- _EXCERPTED DATA_:
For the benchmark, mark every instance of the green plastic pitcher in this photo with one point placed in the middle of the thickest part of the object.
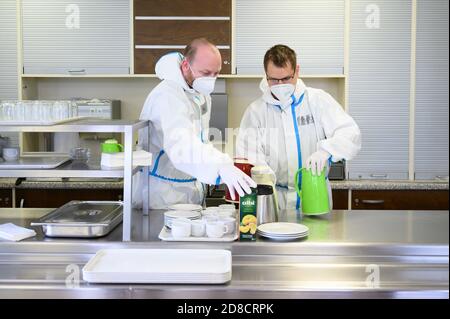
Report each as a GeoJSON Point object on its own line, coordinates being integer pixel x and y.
{"type": "Point", "coordinates": [314, 192]}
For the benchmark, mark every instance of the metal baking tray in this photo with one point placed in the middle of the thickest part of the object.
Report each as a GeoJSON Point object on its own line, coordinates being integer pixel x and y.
{"type": "Point", "coordinates": [82, 219]}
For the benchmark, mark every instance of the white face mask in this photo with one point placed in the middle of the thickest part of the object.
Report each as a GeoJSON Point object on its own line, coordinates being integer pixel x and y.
{"type": "Point", "coordinates": [283, 92]}
{"type": "Point", "coordinates": [204, 85]}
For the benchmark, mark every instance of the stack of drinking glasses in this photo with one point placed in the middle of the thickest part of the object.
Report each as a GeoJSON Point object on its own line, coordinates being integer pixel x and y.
{"type": "Point", "coordinates": [36, 112]}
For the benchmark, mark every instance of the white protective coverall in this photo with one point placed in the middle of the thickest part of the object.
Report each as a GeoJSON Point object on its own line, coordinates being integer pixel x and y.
{"type": "Point", "coordinates": [183, 158]}
{"type": "Point", "coordinates": [284, 136]}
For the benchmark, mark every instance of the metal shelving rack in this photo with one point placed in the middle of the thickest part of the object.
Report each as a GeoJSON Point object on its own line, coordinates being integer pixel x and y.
{"type": "Point", "coordinates": [92, 171]}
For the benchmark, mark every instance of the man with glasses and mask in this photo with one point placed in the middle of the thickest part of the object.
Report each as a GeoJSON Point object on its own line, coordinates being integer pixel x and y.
{"type": "Point", "coordinates": [293, 126]}
{"type": "Point", "coordinates": [179, 109]}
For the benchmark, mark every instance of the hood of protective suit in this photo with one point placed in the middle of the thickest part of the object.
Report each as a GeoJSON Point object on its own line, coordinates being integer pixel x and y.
{"type": "Point", "coordinates": [168, 68]}
{"type": "Point", "coordinates": [269, 98]}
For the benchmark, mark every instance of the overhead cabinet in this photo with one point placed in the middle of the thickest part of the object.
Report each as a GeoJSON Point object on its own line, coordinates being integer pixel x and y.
{"type": "Point", "coordinates": [76, 37]}
{"type": "Point", "coordinates": [8, 50]}
{"type": "Point", "coordinates": [163, 26]}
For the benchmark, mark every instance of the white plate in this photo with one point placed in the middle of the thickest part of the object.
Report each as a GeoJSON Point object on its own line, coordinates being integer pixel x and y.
{"type": "Point", "coordinates": [283, 229]}
{"type": "Point", "coordinates": [182, 214]}
{"type": "Point", "coordinates": [284, 238]}
{"type": "Point", "coordinates": [189, 207]}
{"type": "Point", "coordinates": [159, 266]}
{"type": "Point", "coordinates": [166, 235]}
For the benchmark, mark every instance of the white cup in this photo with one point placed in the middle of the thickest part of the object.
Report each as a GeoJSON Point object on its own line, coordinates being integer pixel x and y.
{"type": "Point", "coordinates": [180, 229]}
{"type": "Point", "coordinates": [212, 208]}
{"type": "Point", "coordinates": [206, 213]}
{"type": "Point", "coordinates": [216, 229]}
{"type": "Point", "coordinates": [11, 153]}
{"type": "Point", "coordinates": [230, 222]}
{"type": "Point", "coordinates": [198, 228]}
{"type": "Point", "coordinates": [210, 218]}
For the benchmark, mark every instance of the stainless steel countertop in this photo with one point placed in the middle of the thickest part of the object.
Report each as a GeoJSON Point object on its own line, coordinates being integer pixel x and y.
{"type": "Point", "coordinates": [409, 248]}
{"type": "Point", "coordinates": [338, 185]}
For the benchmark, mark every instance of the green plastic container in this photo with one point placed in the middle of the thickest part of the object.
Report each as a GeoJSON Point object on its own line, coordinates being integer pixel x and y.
{"type": "Point", "coordinates": [314, 192]}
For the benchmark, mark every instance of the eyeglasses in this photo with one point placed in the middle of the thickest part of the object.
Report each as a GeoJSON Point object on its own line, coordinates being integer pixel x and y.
{"type": "Point", "coordinates": [283, 80]}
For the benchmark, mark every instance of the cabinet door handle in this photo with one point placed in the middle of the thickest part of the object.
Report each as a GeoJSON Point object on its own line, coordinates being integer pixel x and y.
{"type": "Point", "coordinates": [77, 71]}
{"type": "Point", "coordinates": [372, 201]}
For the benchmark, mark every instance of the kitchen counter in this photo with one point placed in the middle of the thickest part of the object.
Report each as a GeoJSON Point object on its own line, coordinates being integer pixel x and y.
{"type": "Point", "coordinates": [407, 249]}
{"type": "Point", "coordinates": [339, 185]}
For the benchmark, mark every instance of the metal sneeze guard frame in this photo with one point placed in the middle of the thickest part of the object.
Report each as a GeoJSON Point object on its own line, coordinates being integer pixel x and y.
{"type": "Point", "coordinates": [96, 126]}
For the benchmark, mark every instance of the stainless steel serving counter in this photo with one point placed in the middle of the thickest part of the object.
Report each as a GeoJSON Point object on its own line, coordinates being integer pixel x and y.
{"type": "Point", "coordinates": [348, 254]}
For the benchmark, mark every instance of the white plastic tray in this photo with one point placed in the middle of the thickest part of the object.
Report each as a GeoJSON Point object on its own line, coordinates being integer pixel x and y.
{"type": "Point", "coordinates": [188, 266]}
{"type": "Point", "coordinates": [167, 236]}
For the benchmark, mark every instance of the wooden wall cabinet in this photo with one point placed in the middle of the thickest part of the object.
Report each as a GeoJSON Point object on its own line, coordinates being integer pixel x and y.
{"type": "Point", "coordinates": [163, 26]}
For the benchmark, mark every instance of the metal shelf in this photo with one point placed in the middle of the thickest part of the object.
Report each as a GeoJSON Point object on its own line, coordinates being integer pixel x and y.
{"type": "Point", "coordinates": [86, 125]}
{"type": "Point", "coordinates": [67, 170]}
{"type": "Point", "coordinates": [90, 125]}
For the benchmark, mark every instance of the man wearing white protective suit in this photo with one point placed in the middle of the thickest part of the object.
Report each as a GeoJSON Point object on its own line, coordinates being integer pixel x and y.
{"type": "Point", "coordinates": [293, 126]}
{"type": "Point", "coordinates": [179, 110]}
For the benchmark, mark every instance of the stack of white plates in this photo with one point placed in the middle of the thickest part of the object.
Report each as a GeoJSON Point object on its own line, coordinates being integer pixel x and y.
{"type": "Point", "coordinates": [283, 231]}
{"type": "Point", "coordinates": [170, 215]}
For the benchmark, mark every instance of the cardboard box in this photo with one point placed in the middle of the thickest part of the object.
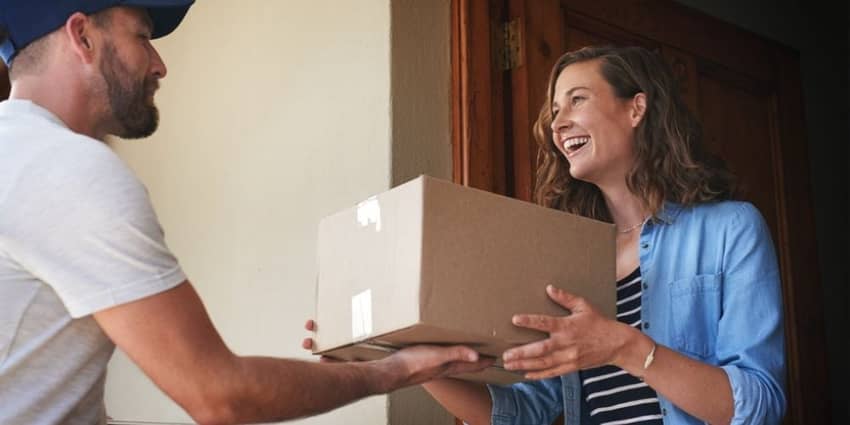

- _EXERCISE BRIEF_: Collect every line of the records above that contains the string "mask" and copy each one.

- _TASK ANSWER_:
For the benchmark, mark every instance of the white face mask in this photo with one point placed in the middle of the thickest part of the object.
For the benchmark, mark every instance of the man with glasses and mask in this photo with one point placed in the middle of the thickest part of the object.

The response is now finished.